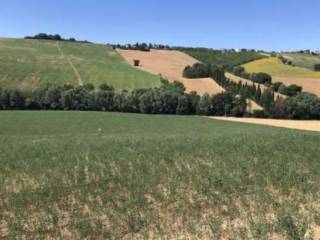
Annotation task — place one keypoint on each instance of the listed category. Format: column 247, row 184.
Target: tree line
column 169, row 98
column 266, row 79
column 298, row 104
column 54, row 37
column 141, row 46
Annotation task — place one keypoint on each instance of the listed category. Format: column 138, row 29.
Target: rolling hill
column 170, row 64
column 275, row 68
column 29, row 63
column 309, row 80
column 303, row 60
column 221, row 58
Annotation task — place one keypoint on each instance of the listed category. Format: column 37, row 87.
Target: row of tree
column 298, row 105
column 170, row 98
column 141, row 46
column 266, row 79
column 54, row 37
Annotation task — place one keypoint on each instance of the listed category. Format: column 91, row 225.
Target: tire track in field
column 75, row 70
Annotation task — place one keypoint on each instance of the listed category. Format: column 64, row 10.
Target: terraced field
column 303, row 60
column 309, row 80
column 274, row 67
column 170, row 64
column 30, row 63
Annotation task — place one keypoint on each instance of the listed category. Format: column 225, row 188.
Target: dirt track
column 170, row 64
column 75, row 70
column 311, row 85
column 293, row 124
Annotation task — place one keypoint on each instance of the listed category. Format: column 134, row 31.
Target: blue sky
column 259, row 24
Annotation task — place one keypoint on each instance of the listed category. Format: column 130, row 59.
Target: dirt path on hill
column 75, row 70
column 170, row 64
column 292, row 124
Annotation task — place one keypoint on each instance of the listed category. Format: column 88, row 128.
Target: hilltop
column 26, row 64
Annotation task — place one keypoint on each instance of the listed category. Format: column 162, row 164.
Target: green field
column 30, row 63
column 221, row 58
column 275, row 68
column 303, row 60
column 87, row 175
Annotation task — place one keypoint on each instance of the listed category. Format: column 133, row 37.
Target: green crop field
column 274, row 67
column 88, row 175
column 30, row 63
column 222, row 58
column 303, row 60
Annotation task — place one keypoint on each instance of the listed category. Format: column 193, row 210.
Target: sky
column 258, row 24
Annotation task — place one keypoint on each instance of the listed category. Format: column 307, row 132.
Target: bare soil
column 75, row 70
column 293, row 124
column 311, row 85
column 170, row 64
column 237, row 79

YOUR GOAL.
Give back, unaltered, each line of the listing from the first to the line that contains "138, row 29.", leaving every picture out.

SOLVED EXERCISE.
Annotation task — place one keypoint on each instance of the listed category. Format: column 247, row 184.
Target: tree line
column 169, row 98
column 266, row 79
column 298, row 104
column 54, row 37
column 141, row 46
Annotation task — place one keypoint on each instance of the listed category. Format: column 138, row 29.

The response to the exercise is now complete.